▸ Task directions: Gather each line from the items below that contains the string "foliage". Case counts.

(Data records)
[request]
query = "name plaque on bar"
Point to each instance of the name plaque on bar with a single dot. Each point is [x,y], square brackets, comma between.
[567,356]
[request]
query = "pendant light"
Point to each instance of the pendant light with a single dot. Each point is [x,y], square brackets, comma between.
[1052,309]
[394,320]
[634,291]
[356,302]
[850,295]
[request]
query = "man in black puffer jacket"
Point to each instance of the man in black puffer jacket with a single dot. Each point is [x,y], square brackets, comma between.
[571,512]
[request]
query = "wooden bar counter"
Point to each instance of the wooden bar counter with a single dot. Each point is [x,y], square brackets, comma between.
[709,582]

==

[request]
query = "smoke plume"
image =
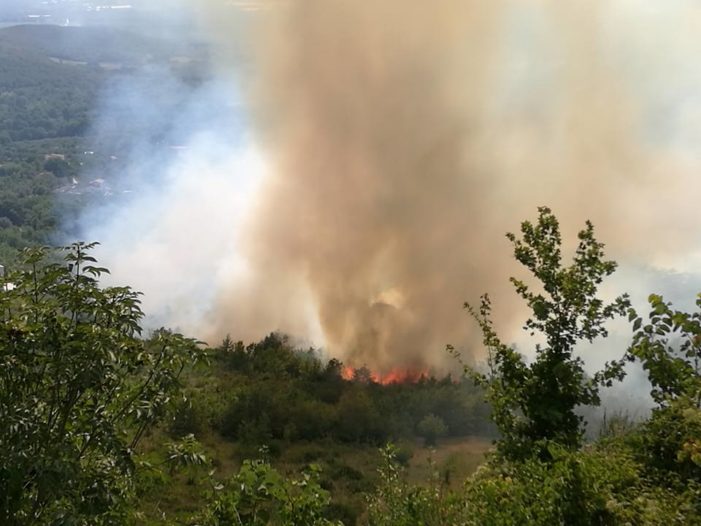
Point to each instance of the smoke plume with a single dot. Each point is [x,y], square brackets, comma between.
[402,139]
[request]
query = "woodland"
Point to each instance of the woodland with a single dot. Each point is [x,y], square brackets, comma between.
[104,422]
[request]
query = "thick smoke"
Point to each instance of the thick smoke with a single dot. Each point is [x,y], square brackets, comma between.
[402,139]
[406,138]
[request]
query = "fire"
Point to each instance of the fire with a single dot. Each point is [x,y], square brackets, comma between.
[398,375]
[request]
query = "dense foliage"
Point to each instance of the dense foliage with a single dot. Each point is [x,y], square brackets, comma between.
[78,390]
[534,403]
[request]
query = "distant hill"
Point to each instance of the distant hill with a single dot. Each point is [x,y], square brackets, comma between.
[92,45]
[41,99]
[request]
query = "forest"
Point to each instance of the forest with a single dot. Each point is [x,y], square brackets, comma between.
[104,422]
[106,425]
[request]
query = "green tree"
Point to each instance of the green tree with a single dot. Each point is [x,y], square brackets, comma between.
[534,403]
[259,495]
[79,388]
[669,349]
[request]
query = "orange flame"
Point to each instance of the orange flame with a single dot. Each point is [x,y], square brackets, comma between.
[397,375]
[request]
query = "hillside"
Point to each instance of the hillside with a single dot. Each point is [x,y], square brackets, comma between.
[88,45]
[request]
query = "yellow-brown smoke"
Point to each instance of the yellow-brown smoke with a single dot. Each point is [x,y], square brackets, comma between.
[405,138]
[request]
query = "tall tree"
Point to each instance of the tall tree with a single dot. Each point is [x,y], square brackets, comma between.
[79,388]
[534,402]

▸ The answer:
query = "dense foliage"
Point to each instance of the dense foliage with a single dot. Each point is [x,y], square brackets, comma between.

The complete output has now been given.